**INSTRUCTIONS TO FOLLOW**
Copy out the passage about the nurse who spotted a soap actress's mole word for word, starting at "Finding out that" and ending at "the mole checked.".

**SOURCE PASSAGE**

With Audrey’s turbulent live on the street having gripped viewers for numerous years, when watching the soap one evening it was a suspicious looking mole that had caught the eye of viewer and specialist skin care nurse Anna Bianconi-Moore, who was almost immediately able to diagnose the actress with malignant melanoma. Worried for the actress’ welfare, Moore got in touch with the show to warn Nicholls to get her mole checked out professionally.
What Moore noticed on Nicholls shoulder as she wore a nightie in one of the soap’s scenes, was an irregular shaped mole. In fact, it was the dappled look of the mole that caught her immediate attention.
Talking to the press after the incident she said: “I noticed it was irregular in shape and had at least three different colours.
“These are two of the red-flag signals that distinguish the most deadly form of skin cancer – malignant melanoma. I was obviously incredibly worried about Sue, and felt I needed to do something.
“I wrote that I had observed a sinister-looking lesion and suggested that Sue should see a specialist, sooner rather than later, as it may require urgent attention.”
Moore’s keen eye was helped by the fact that during the day she works as a nurse at the dermatology clinic at Addenbrooke’s Hospital in Cambridge and soon Nicholls’ mole was sent for testing.
Finding out that the mole had in fact turned into melanoma, ITV released a statement about the incredible sharpness of the nurse and the effect this had on actress Nicholls.
It read: “Whilst millions watched the same scene in their living rooms at home, specialist skin care nurse Anna was able to diagnose the blemish as malignant melanoma after pausing the TV and taking a closer look.
“The 55 year old who’s from Suffolk then got in touch with the show to warn Sue to get the mole checked.

**DATA SEGMENT**
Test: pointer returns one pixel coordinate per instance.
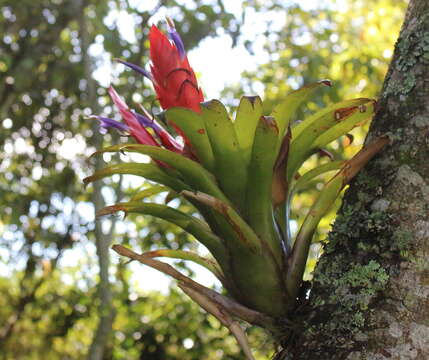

**EXERCISE ANSWER**
Finding out that the mole had in fact turned into melanoma, ITV released a statement about the incredible sharpness of the nurse and the effect this had on actress Nicholls.
It read: “Whilst millions watched the same scene in their living rooms at home, specialist skin care nurse Anna was able to diagnose the blemish as malignant melanoma after pausing the TV and taking a closer look.
“The 55 year old who’s from Suffolk then got in touch with the show to warn Sue to get the mole checked.